*Task*
Each record that follows should be repeated exactly, minus any images.

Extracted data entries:
======
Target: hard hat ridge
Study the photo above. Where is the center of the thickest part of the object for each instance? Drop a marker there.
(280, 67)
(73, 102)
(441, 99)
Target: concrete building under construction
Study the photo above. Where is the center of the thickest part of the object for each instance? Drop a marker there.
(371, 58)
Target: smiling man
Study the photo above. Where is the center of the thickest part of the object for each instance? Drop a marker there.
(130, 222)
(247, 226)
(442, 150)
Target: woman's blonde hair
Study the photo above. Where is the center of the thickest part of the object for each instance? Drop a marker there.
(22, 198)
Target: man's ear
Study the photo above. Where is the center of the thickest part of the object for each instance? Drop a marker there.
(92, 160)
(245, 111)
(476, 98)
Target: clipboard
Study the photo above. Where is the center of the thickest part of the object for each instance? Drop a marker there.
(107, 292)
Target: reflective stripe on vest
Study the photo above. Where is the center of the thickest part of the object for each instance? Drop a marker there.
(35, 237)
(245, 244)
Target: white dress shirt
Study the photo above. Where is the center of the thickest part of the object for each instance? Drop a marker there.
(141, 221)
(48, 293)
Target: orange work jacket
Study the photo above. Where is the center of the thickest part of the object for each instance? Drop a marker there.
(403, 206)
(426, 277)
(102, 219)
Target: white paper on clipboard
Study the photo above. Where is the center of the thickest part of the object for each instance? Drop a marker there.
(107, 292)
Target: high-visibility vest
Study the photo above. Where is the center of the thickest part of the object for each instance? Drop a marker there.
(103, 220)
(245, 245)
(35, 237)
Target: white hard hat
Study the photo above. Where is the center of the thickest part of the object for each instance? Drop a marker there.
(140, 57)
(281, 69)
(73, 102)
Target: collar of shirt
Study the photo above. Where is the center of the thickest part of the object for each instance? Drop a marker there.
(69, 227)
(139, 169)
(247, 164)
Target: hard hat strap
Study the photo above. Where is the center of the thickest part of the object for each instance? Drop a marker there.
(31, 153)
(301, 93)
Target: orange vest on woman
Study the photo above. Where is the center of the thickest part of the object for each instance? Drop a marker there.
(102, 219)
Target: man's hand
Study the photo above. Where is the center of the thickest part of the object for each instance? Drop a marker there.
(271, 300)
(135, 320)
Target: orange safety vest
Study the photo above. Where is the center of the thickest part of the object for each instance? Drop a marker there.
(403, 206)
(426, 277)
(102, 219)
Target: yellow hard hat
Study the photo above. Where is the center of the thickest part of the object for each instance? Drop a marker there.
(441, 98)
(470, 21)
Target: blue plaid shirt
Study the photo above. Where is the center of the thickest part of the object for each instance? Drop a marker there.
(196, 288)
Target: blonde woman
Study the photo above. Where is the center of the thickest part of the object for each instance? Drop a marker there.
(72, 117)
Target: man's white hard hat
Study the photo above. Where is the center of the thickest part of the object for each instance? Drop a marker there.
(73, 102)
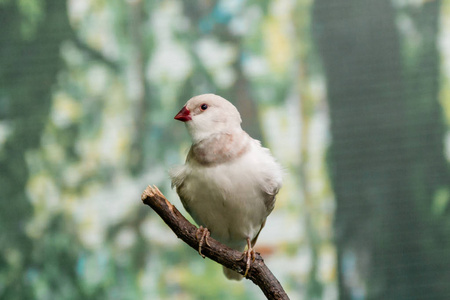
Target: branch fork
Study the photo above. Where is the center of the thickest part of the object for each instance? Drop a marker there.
(259, 273)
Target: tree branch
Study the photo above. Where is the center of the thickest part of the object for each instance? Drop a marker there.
(259, 273)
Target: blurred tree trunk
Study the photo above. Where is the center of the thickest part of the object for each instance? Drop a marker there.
(28, 67)
(386, 161)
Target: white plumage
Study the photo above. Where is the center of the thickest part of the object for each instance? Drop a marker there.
(229, 182)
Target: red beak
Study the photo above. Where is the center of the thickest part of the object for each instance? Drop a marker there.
(184, 115)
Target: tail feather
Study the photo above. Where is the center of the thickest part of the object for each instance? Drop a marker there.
(233, 275)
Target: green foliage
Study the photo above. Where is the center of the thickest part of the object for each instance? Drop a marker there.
(88, 91)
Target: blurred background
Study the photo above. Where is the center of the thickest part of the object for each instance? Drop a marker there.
(351, 96)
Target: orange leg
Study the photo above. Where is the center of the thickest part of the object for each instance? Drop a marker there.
(249, 256)
(203, 239)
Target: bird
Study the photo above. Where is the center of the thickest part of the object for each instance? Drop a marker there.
(229, 182)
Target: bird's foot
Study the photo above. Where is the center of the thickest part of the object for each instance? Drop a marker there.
(204, 234)
(249, 255)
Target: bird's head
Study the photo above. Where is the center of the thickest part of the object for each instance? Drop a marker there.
(208, 114)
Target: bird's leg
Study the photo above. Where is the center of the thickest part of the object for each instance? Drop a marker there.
(249, 256)
(204, 235)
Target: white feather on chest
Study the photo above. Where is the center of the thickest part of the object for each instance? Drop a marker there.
(229, 198)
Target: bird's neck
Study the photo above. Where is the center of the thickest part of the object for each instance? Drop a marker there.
(220, 147)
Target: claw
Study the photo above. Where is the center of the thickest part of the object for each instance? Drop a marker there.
(204, 235)
(249, 256)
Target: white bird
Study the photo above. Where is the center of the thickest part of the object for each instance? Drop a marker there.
(228, 182)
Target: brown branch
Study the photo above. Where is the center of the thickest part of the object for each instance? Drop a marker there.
(259, 273)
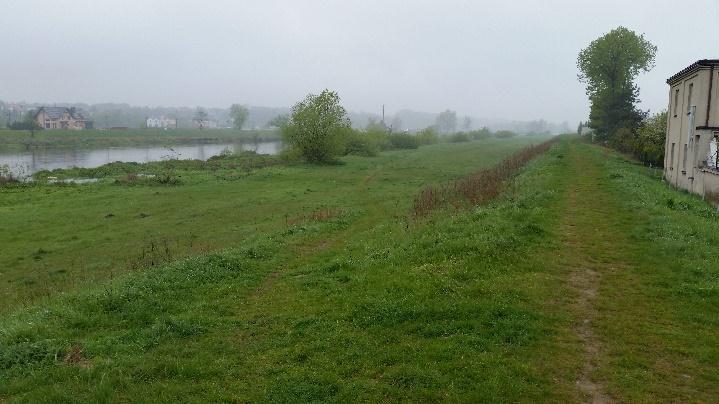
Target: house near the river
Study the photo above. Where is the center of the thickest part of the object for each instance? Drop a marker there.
(162, 122)
(691, 160)
(62, 118)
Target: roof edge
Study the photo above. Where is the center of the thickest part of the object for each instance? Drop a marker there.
(692, 68)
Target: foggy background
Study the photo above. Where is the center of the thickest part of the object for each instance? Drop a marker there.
(487, 59)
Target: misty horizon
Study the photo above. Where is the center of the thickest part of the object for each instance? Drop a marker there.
(515, 63)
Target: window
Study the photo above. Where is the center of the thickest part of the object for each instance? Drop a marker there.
(689, 98)
(671, 162)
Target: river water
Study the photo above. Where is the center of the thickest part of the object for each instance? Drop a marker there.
(26, 163)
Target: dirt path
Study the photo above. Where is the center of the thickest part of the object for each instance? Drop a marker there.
(589, 250)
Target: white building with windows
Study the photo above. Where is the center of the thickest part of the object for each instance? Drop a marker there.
(691, 161)
(161, 122)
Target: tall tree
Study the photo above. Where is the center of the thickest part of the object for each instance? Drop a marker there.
(318, 127)
(467, 124)
(609, 66)
(239, 114)
(446, 121)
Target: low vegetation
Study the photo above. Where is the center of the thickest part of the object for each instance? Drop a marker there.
(340, 298)
(478, 187)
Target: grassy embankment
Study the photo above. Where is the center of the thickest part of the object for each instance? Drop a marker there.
(21, 140)
(588, 271)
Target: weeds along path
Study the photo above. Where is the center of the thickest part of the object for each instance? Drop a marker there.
(591, 247)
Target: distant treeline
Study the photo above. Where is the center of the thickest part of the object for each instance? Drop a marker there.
(108, 115)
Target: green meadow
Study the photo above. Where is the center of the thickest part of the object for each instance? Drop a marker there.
(250, 279)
======
*Response below*
Target: hard hat ridge
Study the photo above. Where is the center of the thickest part of the object for each instance? Drop a marker there.
(280, 67)
(73, 102)
(441, 99)
Target: concrete building under construction
Study the photo above. Where is the center of the thickest part of the object for each instance? Drop a marker there.
(371, 58)
Target: smiling man
Study the photo above. Where is the center of the thickest part of the object for each instance? Drop a marker there.
(130, 222)
(247, 226)
(442, 150)
Target: woman's blonde hair
Study the photo above. Where is the center of the thickest part of the object for each instance? Drop a marker there.
(22, 198)
Target: man's ear
Study the photo above. Where is the center of the thickest part of the object for each instance? Drop a marker there.
(92, 160)
(245, 111)
(476, 98)
Target: clipboard
Study the photo above. Where is the center of the thickest part of the object for each instance? Drop a marker there.
(107, 292)
Target: reflective stripe on vest
Study the photo above. Where is the center of the thickest part of the object for each instance? Drop a marker there.
(35, 237)
(245, 244)
Target: white dress shirt
Study the photo above. Where is the center of the thickest part of the object for each instance? Drop a marker there.
(141, 221)
(48, 293)
Target: orange work jacket
Study the photo above. Where is the center of the thickest part of the object for each instance? Drop a marker there.
(403, 206)
(426, 277)
(102, 219)
Target: white paper on clipboard
Study the photo above. Where is the center of the thickest part of the object for each instance? Drop a marker there.
(107, 292)
Target: high-visibility vest
Study the photo above. Where is the center of the thickest part of the object for each instance? Drop a marker there.
(103, 220)
(245, 245)
(35, 237)
Target: white hard hat
Study the photo above. Where is the center of the thickest part of the object for each instance? Drop a marker there.
(140, 57)
(281, 69)
(73, 102)
Target: collar of shirt
Study the photo above. Where is the center of the thickest part of the object for each instance? Drop a marker there.
(69, 227)
(139, 169)
(247, 164)
Target: hard hat strap
Study the photo above. Where is the center of the thickest part of the object for each instance? Drop a marker there.
(31, 153)
(301, 93)
Target: orange vest on woman
Study the photo above. Where is the center of the thickest part of the object for each instance? Drop a marker there.
(102, 219)
Target: man's hand
Study the photo above. Where is the center of the thickest part of the object for each instance? Drop a marker there.
(271, 300)
(135, 320)
Target: orange safety vest
Study the photo above. Where is the center of the thickest part of the object for each instance? Drop a marker there.
(403, 206)
(426, 277)
(102, 219)
Target: yellow hard hat
Study the photo above. Where is the center of the thickest part of the object for each instance? Drop a marker there.
(441, 98)
(470, 21)
Target: blue plaid shirt
Study the photo above. Where is the center of the thickest part of the object for each instance? Drop a marker there.
(196, 288)
Target: blonde woman
Study the photo above. Where is the center of the thickest part of the object for each instance? Drop a marker there.
(72, 117)
Target: man's white hard hat
Study the photo above. Where is the center of the thickest part of the object for each instance? Drop a marker there.
(73, 102)
Target: branch fork
Study the photo above. Where is the center of the thickest part of the object for each instance? Drop a marker there.
(259, 273)
Target: tree branch
Study the photo above. Where is the center of the thickest part of the object for each instance? Drop a marker there.
(259, 273)
Target: blurred tree trunk
Study the photo above. Where is the center of the thickest part of the object for each instance? Drop a marker there.
(28, 67)
(386, 161)
Target: white plumage
Study the photo above. Where is the center of the thickest part of the object for each instance? Drop a marker there.
(229, 182)
Target: red beak
Study the photo above. Where is the center of the thickest part of the object for each instance? Drop a marker there.
(184, 115)
Target: tail feather
Study the photo above. Where is the center of the thickest part of the object for each instance? Drop a marker there.
(233, 275)
Target: green foliage
Study the photo above. Where is the center of the thickest part of the object for each instance? Drop a marker there.
(88, 91)
Target: blurred background
Study the photo above. Where is the center of the thickest part of the object for each instance? Drop a marker there.
(351, 96)
Target: orange leg
Study the photo above. Where is the center of the thickest part of the object for each instance? Drop a marker there.
(249, 256)
(203, 239)
Target: bird
Study the photo above. Where is the center of the thickest part of the object for each instance? Drop a marker there.
(229, 182)
Target: bird's foot
Study the photo above. Where is the center of the thickest part of the object for each instance? Drop a marker there.
(204, 234)
(249, 255)
Target: bird's head
Study the photo above. Where is the center of the thickest part of the object for each instance? Drop a marker there.
(208, 114)
Target: bird's leg
Study the photo above. Where is the center of the thickest part of the object for each instance? Drop a marker there.
(249, 256)
(204, 235)
Target: white feather on chest
Study the photo above. Where is the center of the thickest part of the object for each instance? Drop a marker there.
(229, 198)
Target: bird's neck
Study the photo above. Where is the center of the thickest part of the object for each instance? Drop a marker there.
(220, 147)
Target: claw
Study the photo above. Where is the center of the thickest part of the object for each instance? Drop a marker there.
(204, 235)
(249, 256)
Target: white bird
Study the photo above. Where is the center of the thickest part of the object for each instance? Drop a marker there.
(228, 182)
Target: brown branch
Study the photo above. Where is the center of the thickest part of the object for each instance? Drop a marker there.
(259, 273)
Target: house near the river
Study the photo above. Where is the center of the thickest part of the object for each instance? Drop a marker there.
(162, 122)
(691, 160)
(62, 118)
Target: roof edge
Study the photo above. Where is the center of the thickest part of the object for each instance? Drop a marker there.
(692, 68)
Target: foggy background
Study the photo above. Where is the center of the thickest part of the object for each instance? Drop a marker there.
(487, 59)
Target: misty horizon
Study the photo above. Where is the center of the thickest part of the object for each instance? Drop a marker there.
(515, 63)
Target: window
Study the photo above. Where is the center of the thickest part of the object for each instance? Drop a marker there.
(689, 98)
(671, 162)
Target: river water
Study the photo above. Where is the center of the thickest part of the object for each instance? Drop a marker there.
(26, 163)
Target: dirt path
Study the photo above. Where is the center of the thickest part of the object for each instance? Drop a marker there.
(589, 250)
Target: white building with windows
Study the photo above. Where is the center of the thickest part of the object for each instance? Drop a marker there.
(691, 161)
(161, 122)
Target: tall tree
Study the photo above. Where is the center of the thickest part of the object for each instance? Drop a marker there.
(318, 127)
(467, 124)
(609, 66)
(239, 114)
(446, 121)
Target: low vegetation
Study the photo above. Where is the center of the thickest part of the object for each instance? Drop a marker there.
(340, 298)
(478, 187)
Target: grassy embankment
Study the photo above. Where is the center of the thickest part of the object for each instance? Drop a marker there.
(21, 140)
(588, 271)
Target: weeds along path
Study the photo above. Where is the center of the thickest part of the object for each instance? Drop a marker there.
(591, 247)
Target: distant treeline
Study the photo above. Where is the center of the thickest part of the object for each instance? Drop a marker there.
(108, 115)
Target: green meadow
Study the photo above. Where is the center of the thickest part of the object for each instance? Drop a marker there.
(250, 279)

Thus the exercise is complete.